AVAILABLE RECORDS ▸

— start —

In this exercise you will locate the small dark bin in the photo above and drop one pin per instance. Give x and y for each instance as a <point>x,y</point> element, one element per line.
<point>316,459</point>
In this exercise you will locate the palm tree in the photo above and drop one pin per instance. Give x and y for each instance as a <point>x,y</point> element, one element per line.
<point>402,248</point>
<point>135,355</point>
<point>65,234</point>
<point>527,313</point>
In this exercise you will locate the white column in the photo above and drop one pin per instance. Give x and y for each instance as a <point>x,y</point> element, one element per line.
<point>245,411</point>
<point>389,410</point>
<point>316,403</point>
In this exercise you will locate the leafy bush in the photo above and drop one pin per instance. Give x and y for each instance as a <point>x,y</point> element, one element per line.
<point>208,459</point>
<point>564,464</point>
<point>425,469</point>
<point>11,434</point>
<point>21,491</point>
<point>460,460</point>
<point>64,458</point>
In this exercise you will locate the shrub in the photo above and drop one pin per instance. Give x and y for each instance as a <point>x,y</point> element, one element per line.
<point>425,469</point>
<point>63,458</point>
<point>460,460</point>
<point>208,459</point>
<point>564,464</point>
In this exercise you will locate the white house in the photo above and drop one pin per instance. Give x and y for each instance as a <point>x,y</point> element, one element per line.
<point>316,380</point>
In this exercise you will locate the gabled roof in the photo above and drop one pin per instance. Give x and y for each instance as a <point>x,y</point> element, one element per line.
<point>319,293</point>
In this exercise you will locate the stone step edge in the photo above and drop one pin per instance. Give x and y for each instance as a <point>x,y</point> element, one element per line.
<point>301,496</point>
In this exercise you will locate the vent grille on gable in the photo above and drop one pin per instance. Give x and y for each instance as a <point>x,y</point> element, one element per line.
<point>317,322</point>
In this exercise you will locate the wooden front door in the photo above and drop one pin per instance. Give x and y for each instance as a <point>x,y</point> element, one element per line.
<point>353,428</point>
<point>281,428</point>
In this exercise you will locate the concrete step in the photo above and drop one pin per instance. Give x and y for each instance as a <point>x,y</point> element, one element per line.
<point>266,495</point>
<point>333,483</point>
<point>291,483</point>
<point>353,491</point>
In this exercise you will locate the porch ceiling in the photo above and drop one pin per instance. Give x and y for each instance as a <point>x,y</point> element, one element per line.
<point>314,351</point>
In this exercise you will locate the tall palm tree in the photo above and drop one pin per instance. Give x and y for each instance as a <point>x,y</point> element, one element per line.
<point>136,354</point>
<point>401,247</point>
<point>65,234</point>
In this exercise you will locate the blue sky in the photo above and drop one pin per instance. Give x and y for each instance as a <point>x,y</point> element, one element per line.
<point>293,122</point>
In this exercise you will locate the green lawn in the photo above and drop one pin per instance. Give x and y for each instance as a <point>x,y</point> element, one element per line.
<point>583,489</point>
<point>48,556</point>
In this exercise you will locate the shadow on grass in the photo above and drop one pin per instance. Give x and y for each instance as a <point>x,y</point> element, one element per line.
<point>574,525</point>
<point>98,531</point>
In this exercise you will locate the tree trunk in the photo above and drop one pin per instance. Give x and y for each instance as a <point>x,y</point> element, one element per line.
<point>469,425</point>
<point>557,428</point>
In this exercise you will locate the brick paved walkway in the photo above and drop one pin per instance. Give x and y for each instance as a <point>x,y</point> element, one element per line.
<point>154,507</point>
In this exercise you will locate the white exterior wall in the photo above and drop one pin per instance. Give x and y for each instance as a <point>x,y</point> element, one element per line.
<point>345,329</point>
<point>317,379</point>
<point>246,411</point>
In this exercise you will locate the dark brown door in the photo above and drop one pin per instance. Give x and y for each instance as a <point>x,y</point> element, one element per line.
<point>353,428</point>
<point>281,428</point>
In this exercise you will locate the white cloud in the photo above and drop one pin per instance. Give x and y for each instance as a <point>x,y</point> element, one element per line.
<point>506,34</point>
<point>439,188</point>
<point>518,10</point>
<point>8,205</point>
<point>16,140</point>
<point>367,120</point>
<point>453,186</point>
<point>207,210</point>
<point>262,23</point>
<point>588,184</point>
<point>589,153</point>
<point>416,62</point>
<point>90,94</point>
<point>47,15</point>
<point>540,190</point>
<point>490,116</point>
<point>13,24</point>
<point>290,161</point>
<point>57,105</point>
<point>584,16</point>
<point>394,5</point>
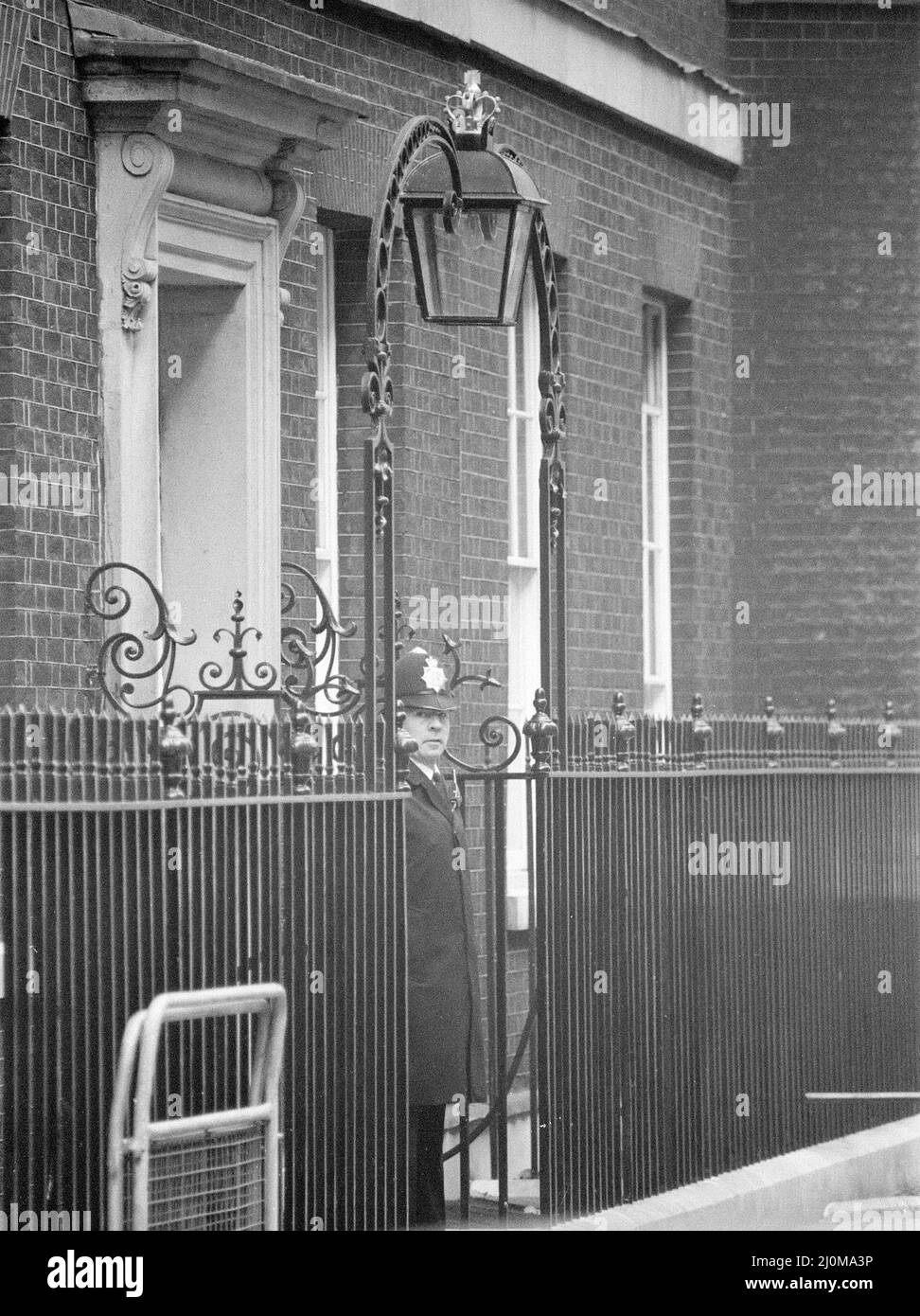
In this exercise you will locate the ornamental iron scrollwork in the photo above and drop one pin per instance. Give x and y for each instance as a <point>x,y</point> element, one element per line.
<point>124,658</point>
<point>310,685</point>
<point>312,670</point>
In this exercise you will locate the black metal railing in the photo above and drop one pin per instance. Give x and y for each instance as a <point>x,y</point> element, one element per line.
<point>115,887</point>
<point>728,917</point>
<point>690,978</point>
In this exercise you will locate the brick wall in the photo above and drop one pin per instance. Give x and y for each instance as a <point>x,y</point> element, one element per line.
<point>451,431</point>
<point>49,368</point>
<point>691,29</point>
<point>832,329</point>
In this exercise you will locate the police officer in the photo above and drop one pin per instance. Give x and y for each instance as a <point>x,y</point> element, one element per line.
<point>445,1035</point>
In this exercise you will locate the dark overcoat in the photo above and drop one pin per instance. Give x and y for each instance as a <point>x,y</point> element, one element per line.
<point>447,1055</point>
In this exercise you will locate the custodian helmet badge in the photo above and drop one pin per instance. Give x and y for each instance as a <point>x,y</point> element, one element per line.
<point>421,684</point>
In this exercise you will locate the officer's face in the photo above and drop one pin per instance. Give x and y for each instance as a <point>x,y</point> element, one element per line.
<point>431,731</point>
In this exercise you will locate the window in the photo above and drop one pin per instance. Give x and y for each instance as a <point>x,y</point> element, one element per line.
<point>522,613</point>
<point>656,515</point>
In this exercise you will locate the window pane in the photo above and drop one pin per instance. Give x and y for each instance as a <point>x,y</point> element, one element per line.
<point>650,517</point>
<point>525,536</point>
<point>652,345</point>
<point>650,560</point>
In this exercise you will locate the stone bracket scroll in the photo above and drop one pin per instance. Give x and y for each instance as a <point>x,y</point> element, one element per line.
<point>149,161</point>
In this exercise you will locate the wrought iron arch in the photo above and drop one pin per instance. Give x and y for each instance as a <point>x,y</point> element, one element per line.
<point>378,468</point>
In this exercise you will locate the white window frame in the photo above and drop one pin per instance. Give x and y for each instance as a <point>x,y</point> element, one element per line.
<point>656,552</point>
<point>219,245</point>
<point>522,611</point>
<point>327,421</point>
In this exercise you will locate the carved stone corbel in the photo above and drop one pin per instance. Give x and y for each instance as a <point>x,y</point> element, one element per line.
<point>149,159</point>
<point>289,200</point>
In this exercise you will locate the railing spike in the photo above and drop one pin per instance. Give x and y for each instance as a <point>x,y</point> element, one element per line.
<point>540,729</point>
<point>174,749</point>
<point>836,732</point>
<point>889,731</point>
<point>624,732</point>
<point>774,731</point>
<point>701,731</point>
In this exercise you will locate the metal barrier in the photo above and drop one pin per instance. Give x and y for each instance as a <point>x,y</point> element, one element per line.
<point>218,1170</point>
<point>112,894</point>
<point>728,918</point>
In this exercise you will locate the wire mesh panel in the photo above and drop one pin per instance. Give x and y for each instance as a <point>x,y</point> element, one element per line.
<point>208,1181</point>
<point>211,1171</point>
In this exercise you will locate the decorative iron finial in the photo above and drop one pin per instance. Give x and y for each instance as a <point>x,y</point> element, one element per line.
<point>174,750</point>
<point>701,731</point>
<point>304,750</point>
<point>774,731</point>
<point>540,729</point>
<point>470,111</point>
<point>624,731</point>
<point>836,732</point>
<point>889,732</point>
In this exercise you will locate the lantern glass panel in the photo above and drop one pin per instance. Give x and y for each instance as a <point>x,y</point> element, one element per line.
<point>462,272</point>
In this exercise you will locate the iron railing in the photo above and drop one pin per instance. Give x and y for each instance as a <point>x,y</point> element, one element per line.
<point>114,890</point>
<point>728,917</point>
<point>681,1015</point>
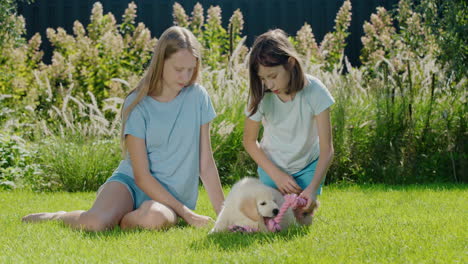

— end —

TASK PROMPT ▸
Express the data from the line containing "In this exercise you will locate the lantern" through the end of the data, both ends included, as a Markdown table with the columns Row and Line, numbering each line and skipping blank lines. Leave the pictures out of the table.

TASK SOLUTION ▸
| Row | Line |
|---|---|
| 1 | In this exercise you will locate the lantern glass panel in the photo above and drop one pin per instance. Give x and y for each instance as a <point>x,y</point> element, one element per line. |
| 2 | <point>462,272</point> |
| 3 | In this exercise you will locate the iron railing in the photo above and drop one pin per instance. Give x and y for each instance as a <point>x,y</point> element, one element per line. |
| 4 | <point>114,890</point> |
| 5 | <point>728,917</point> |
| 6 | <point>681,1015</point> |